I've been chatting to my mum and we can't actually remember the rheumatologist I saw really examining my actual joints..  He looked at my hands and said they didn't seem swollen (which they aren't 100% of the time) and then started poking me, looking at the pressure points they use to diagnose fibromyalgia. Thinking back, we don't think he did any of the checks like flexing joints which my mum had when she was diagnosed with arthritis. When I flex and extend my knees they grind the same way that hers do and she was told this is because of arthritis. I know it could be coincidence but it just got me thinking. The appointment was at least three years ago, so it's hard to remember everything, but I do remember feeling a bit rushed and a bit like he didn't focus that much on the joints that were causing pain.  

Yes Maya you're correct I've only had a nuclear bone scan.  When I was actually having the scan they told me that it looked like there was a little response in my hands and knees but that it needed to be looked over by someone else.  The next I heard was my gp telling me I had fibromyalgia (the rheumy didn't even call me or anything to tell me) and I just assumed that whoever looked over the scan had discounted the response as background radiation as they say that can interfere with the results. I never got the results of the blood tests but assumed that they were okay. 

Another thing we remembered is that when I was 12-13 I was having a lot of shoulder pains.  I went to the doctors who sent me for an x ray, which they told me had come back as abnormal but they didn't explain any more than that. The hospital that did the xray had asked that more be taken to check my other shoulder but the doctor decided it wasn't needed and sent me away with painkillers.  Is it at all possible for the joint problems to be present before noticeable ibd symptoms? Could that xray have shown some side of things to come? I do get shoulder pain, but I've had it so long I just ignore it. 

The past few weeks I have had swelling in my hands every night and my knees most nights. The day before yesterday I was almost in tears every time I put my foot to the floor because my hips hurt so much whenever I had any weight on them or tried to move. 

My esr and crp have been raised in the past but they've always put it down to my crohns and of course I've not questioned that as it made sense. 

When I was younger I got put on NSAIDs a lot (before crohns) and they always made things feel better.  I've never been able to find a painkiller that helped as much as naproxen. 

I feel a burning in my knees and hips quite often too which I've never really given much thought to as it's just something that's there.  I can't describe the relief of holding something cold against a burning joint.  

I will definitely look through everything you've both written and all the links etc and I'm going to use them to form some questions and see what seems to fit me and what doesn't to see if I can make sense of it all.  I know in the past I've been told I need to be careful because I've had a lot of xrays so I would probably be better off with an MRI provided that the metal plate I've recently had put into my jaw isn't magnetic.  

Thankyou both so much. You've been a massive help!


----------



## Maya142

Shoulder involvement does occur with SpA and is not uncommon. It is also definitely possible to have joint symptoms occur before bowel symptoms.

A lot of the things you've said are red flags for SpA - high ESR and CRP (though that could very well be the Crohn's), pain that gets better with NSAIDs, steroids and Remicade.

Both my girls have had trouble bearing weight when they've had swollen and inflamed knees. My younger one used a knee brace which helped a little bit. She has also had lots of problems with her hips and unfortunately, we have no good solution for that besides steroid injections into the joint (which obviously you can only do so many times). Ice and heat work well for both my girls -- both girls prefer ice, just like you do.

◆ **Data excerpt**:
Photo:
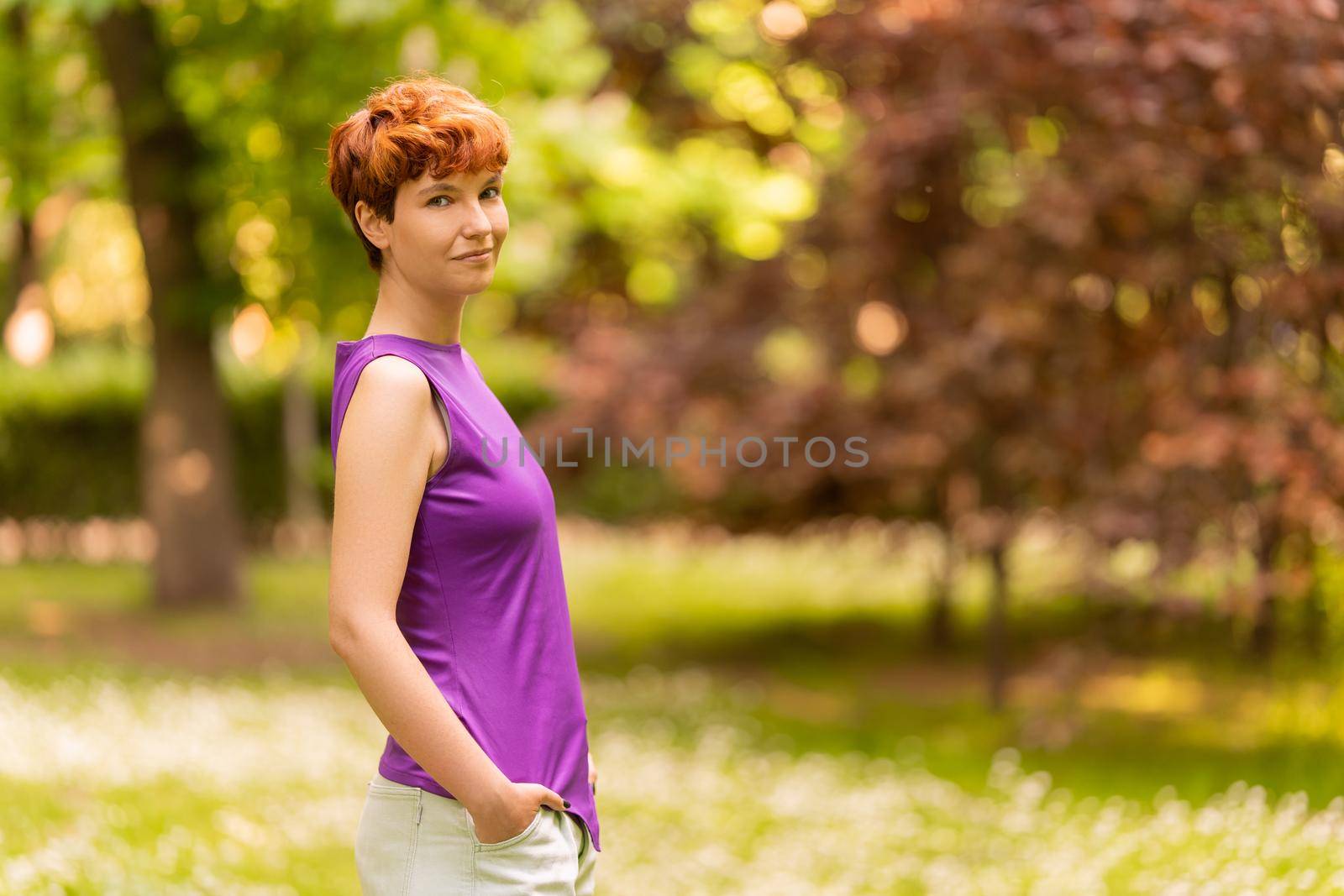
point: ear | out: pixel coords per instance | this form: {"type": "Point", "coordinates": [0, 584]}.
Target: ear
{"type": "Point", "coordinates": [374, 228]}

◆ **Work task 1**:
In the forum thread on joint pain and Crohn's, which painkiller does the first poster say helped more than any other?
◆ **Work task 2**:
List every treatment or aid that Maya142 mentions in the forum thread on joint pain and Crohn's as having been used for her daughters' knees or hips.
◆ **Work task 3**:
Continue the forum thread on joint pain and Crohn's, starting after its final sentence.

◆ **Result 1**:
Naproxen.

◆ **Result 2**:
- A knee brace
- Steroid injections into the joint
- Ice
- Heat

◆ **Result 3**:
I would recommend getting copies of your records - old x-rays, the physiotherapist's evaluation, the old rheumatologist's evaluation (if it's possible - I know the NHS is different).

The rheumatologist should DEFINITELY examine you - I have never been to one that doesn't look at every joint and check range of motion! And we have been to a lot of rheumatologists, between my husband and girls!

I hope you can request a different one - is that possible?

I would also really push for an MRI of the worst joints. It's especially hard to tell with hips without an MRI.

Also, many women with SpA tend to be diagnosed with fibromyalgia first. Unfortunately, some of the areas where enthesitis is common are also areas there are tender points for fibromyalgia. That's why it's really important for a doctor to examine you carefully, look at your history and do proper imaging. Things like morning stiffness, swelling, redness or warmth in a joint, and pain that gets better with movement and worse with rest are features of SpA but not fibro.

In women, SpA tends to involve peripheral joints more and presents differently from AS/SpA in men which tends to mostly involve the spine. Often doctors decide women have fibromyalgia because they don't match the pattern of AS (starts in the SI joints, ascends up the spine).

My girls were lucky to be diagnosed early because they have an extensive family history of AS, are HLA B27+ and their SI joints were involved relatively early. Plus, the criteria are less strict for children.

Anyway, good luck!


----------



## valleysangel92

Thanks again Maya! 

My old xrays were done by an old gp practice and I've changed doctors since then, so it might be a bit tricky to get hold of those, but if my memory is correct data protection means they should have kept them and should keep them until I'm 25. But I'm hazy on that stuff. 

I can request a different rheumy if/when I get referred. We are allowed to ask to be seen by a different doctor or a different hospital if we are not totally comfortable with the care that we have received or if we feel like something is being missed. 

MRIs are a lot harder to get than they should be here, all due to cost.  But all the information I've had the last few days should help me put my case forward and show that it really is something I need.  I mean, MRIs are not exactly fun, so why they think people would want them if they didn't feel they needed them is beyond me. 

Thankyou for all the information  it really is very helpful and I'll be making some notes ready for my next appointment.  Thankfully my IBD nurse is usually really receptive and listens to my opinions so it shouldn't be too much of a battle to get them to consider a scan or trialing a change in meds or even just adding a low dose of steroids to see if they can note an improvement for themselves.


----------



## Maya142

If not MRI's push for ultrasounds. They're relatively cheap and they would show inflammation. They're not as accurate, but if you can't get an MRI then they're the second best.

A steroid trial is also a good idea but only after imaging is done (if they're willing to do imaging).

Very glad to hear that the IBD nurse is on your side. 

Voltaren gel might be an option while you're waiting. You'd have to check with your GI or IBD nurse, but much less is absorbed, so it's not as bad for the gut. My daughter uses it often on her knees. I think it might even be over the counter in the UK? Not sure.

But it might help with pain while you're waiting.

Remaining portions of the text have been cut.